• **Text segment**
First lady Melania Trump speaks to the 2020 Republican National Convention from the Rose Garden of the White House, Tuesday, Aug. 25, 2020, in Washington. (AP Photo/Evan Vucci)

ALL BUSINESS: In honor of her live Republican National Convention speech broadcast Tuesday from the White House’s Rose Garden, First Lady Melania Trump dressed the part, wearing a buttoned-up khaki tailored Alexander McQueen ensemble.

FLOTUS covered a lot of ground, touching upon the loss brought on by the coronavirus pandemic; the centennial anniversary of the passage of the 19th amendment; the selflessness of military personnel, frontline healthcare workers and their supportive families; the opioid crisis; the current racial divide; communities stricken by natural disasters; “false media reports,” and social media’s impact on children.

As some political pundits noted immediately after the First Lady’s lengthy speech, she broached some subjects that other RNC speakers had not. Other observers noted how the seated attendees listening to her remarks in the Rose Garden were not wearing masks and chairs did not appear to be socially distanced at six feet apart.

In her highly personal delivery, the Slovenian-born Trump recalled her younger self’s goal of moving to the U.S. to follow her dream of working in the fashion industry. She also said, “After 10 years of paperwork and patience, I studied for the test in 2006 and became an American citizen,” adding that was still one of the proudest moments in her life. “As an immigrant and a very independent woman, I understand what a privilege it is to live here and to enjoy the freedoms and opportunities that we have.”

• **Prompt 1**
Repeat the passage of the convention speech article from "FLOTUS covered a" up to and including "impact on children.".
• **Prompt 2**
List every topic the convention speech article says the First Lady touched upon in her speech.
The records aren't needed for these tasks.

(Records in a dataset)
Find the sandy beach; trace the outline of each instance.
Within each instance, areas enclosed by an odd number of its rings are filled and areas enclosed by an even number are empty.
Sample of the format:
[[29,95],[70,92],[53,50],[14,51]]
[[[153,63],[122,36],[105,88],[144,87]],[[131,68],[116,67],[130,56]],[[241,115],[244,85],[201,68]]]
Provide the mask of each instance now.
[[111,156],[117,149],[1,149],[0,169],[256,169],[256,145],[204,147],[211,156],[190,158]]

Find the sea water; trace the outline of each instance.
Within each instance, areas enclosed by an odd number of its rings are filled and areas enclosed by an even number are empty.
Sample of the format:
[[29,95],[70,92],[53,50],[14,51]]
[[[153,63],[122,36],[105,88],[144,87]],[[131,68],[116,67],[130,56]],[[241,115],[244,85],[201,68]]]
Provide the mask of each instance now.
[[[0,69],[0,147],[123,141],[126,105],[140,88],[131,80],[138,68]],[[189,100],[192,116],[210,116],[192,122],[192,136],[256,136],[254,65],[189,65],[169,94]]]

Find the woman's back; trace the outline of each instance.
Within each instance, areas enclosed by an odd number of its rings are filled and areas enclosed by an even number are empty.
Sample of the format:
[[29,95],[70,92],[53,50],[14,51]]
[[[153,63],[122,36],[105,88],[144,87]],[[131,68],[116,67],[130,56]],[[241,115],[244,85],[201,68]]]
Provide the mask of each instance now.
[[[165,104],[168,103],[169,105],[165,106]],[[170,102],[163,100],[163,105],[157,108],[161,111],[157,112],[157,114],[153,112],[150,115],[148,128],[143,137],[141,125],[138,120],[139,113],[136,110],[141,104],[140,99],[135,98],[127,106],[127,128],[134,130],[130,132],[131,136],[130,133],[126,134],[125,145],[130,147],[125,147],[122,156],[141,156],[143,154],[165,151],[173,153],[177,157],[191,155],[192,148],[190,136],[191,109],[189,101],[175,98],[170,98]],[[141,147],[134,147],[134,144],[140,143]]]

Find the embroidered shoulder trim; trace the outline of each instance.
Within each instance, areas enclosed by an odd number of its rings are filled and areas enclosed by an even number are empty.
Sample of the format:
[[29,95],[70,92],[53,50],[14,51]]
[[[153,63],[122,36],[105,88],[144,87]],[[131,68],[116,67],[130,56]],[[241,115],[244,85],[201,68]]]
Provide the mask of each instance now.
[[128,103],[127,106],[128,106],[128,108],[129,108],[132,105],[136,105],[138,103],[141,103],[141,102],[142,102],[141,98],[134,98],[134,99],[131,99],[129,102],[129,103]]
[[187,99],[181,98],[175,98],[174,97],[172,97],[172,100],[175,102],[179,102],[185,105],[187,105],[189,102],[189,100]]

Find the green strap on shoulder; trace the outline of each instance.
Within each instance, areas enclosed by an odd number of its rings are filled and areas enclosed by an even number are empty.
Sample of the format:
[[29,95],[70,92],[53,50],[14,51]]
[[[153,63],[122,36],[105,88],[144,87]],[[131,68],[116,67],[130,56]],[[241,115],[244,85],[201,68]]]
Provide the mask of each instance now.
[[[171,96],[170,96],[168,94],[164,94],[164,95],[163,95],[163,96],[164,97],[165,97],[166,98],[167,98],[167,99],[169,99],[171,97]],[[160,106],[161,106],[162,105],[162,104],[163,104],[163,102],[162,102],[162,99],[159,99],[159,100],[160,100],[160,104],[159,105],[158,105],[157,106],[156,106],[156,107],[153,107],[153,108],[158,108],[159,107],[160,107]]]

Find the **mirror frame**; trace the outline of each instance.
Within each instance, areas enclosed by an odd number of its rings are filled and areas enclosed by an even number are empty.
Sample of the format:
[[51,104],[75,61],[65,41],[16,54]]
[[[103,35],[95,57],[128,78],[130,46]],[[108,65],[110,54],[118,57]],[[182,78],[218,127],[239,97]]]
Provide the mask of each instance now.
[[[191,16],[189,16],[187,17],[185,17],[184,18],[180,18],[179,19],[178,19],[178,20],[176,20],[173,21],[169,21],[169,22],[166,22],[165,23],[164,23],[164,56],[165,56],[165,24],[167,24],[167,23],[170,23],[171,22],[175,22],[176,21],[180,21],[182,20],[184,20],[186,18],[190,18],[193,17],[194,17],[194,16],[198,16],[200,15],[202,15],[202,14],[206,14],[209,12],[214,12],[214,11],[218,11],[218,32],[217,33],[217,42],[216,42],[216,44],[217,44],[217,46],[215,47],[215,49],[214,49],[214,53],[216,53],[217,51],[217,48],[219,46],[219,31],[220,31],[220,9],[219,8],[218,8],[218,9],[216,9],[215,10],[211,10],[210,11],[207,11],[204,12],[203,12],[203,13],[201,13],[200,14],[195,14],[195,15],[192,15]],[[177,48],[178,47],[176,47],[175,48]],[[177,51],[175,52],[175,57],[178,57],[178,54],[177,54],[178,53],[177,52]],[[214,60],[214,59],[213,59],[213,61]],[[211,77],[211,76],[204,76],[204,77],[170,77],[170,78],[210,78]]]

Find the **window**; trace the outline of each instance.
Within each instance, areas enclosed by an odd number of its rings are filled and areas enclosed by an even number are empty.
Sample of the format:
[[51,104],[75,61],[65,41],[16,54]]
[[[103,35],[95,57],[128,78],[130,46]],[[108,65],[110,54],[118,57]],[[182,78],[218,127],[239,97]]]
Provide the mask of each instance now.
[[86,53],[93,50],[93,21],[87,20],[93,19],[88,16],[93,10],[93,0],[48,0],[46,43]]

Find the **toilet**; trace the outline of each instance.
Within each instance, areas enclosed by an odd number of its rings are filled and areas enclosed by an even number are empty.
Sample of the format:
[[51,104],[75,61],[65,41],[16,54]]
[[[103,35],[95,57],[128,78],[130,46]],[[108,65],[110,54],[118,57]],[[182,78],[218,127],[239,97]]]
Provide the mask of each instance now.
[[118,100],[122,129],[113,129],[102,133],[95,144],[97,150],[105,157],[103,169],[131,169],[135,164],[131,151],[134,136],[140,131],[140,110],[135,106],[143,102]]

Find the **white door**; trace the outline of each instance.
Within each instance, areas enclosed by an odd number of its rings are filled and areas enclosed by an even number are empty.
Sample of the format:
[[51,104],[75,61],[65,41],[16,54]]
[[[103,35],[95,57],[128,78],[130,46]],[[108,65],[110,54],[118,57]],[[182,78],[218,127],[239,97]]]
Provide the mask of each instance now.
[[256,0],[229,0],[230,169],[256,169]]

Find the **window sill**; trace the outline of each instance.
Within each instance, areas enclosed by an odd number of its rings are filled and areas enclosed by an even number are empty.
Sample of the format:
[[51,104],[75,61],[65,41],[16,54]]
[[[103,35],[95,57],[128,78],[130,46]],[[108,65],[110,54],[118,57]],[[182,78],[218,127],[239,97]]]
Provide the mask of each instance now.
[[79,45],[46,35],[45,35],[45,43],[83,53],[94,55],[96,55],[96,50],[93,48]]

• **Output 1**
FLOTUS covered a lot of ground, touching upon the loss brought on by the coronavirus pandemic; the centennial anniversary of the passage of the 19th amendment; the selflessness of military personnel, frontline healthcare workers and their supportive families; the opioid crisis; the current racial divide; communities stricken by natural disasters; “false media reports,” and social media’s impact on children.

• **Output 2**
- The loss brought on by the coronavirus pandemic
- The centennial anniversary of the passage of the 19th amendment
- The selflessness of military personnel, frontline healthcare workers and their supportive families
- The opioid crisis
- The current racial divide
- Communities stricken by natural disasters
- "False media reports"
- Social media's impact on children